WORK ORDER: The response must contain the complete data, printed exactly.

Collected data entries
************
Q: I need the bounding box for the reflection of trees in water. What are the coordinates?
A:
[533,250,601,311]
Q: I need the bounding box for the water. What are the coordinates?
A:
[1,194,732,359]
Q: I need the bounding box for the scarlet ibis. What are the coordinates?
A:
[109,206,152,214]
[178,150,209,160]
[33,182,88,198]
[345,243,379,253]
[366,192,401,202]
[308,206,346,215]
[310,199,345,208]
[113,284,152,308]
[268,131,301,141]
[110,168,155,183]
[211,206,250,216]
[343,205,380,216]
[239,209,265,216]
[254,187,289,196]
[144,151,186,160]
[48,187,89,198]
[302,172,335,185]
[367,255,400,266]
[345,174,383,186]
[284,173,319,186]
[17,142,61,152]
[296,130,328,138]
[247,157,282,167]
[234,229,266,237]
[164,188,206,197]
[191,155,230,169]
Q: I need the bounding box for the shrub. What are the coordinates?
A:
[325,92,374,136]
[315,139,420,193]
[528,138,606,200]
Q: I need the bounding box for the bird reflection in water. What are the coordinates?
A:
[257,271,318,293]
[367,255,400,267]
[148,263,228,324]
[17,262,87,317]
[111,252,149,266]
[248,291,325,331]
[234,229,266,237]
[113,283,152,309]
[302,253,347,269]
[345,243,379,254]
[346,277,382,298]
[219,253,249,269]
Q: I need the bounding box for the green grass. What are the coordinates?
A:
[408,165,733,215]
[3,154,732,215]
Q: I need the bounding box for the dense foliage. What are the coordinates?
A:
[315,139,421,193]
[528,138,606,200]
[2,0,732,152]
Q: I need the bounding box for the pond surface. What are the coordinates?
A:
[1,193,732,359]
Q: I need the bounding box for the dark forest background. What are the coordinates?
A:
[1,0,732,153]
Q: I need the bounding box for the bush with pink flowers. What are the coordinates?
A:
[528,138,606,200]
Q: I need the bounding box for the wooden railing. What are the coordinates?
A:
************
TASK OUTPUT:
Q: I need the bounding box for the reflection of trees in water. What are the coordinates?
A:
[533,250,601,311]
Q: I need the bounding box for the water. What are the coordinates?
A:
[1,194,732,359]
Q: I need the bounding box for the scarlet ibis. What are the coordinates?
A:
[109,206,152,214]
[178,150,209,160]
[33,182,88,198]
[345,243,379,253]
[366,192,401,202]
[308,206,346,215]
[310,199,345,208]
[113,284,152,308]
[268,131,301,141]
[110,168,155,183]
[211,206,250,216]
[343,205,380,216]
[239,209,265,216]
[254,187,289,196]
[144,151,186,160]
[48,187,89,198]
[302,172,335,185]
[367,255,400,266]
[345,174,383,186]
[284,173,319,186]
[17,142,61,152]
[296,130,328,138]
[247,157,282,167]
[234,229,266,237]
[164,188,206,197]
[191,155,230,169]
Q: I need the bounding box for the shrub. What are the coordinates?
A:
[325,92,374,136]
[315,139,420,193]
[528,138,606,200]
Q: I need the bounding box for the bird reflection in water. What are the coordinates?
A:
[257,271,318,293]
[367,255,400,267]
[148,263,228,324]
[17,262,87,317]
[111,252,149,266]
[248,291,325,331]
[234,229,266,237]
[113,283,152,309]
[302,253,347,269]
[345,243,379,254]
[346,277,382,298]
[219,253,249,269]
Q: I need the bounding box for the green grass. What are the coordinates?
A:
[408,165,733,215]
[3,154,732,215]
Q: I need the bounding box for the dense foliage. What are the coordinates?
A:
[315,139,421,193]
[528,138,606,200]
[2,0,732,152]
Q: I need the bounding box for the pond surface. What are the coordinates?
A:
[1,193,732,359]
Q: I need the bounding box for the dark forest background. What are the coordinates?
A:
[1,0,732,153]
Q: I need the bounding box for the bush with pink flowers. What are the coordinates?
A:
[528,138,606,200]
Q: I need the bounding box for the wooden railing. What are the coordinates?
A:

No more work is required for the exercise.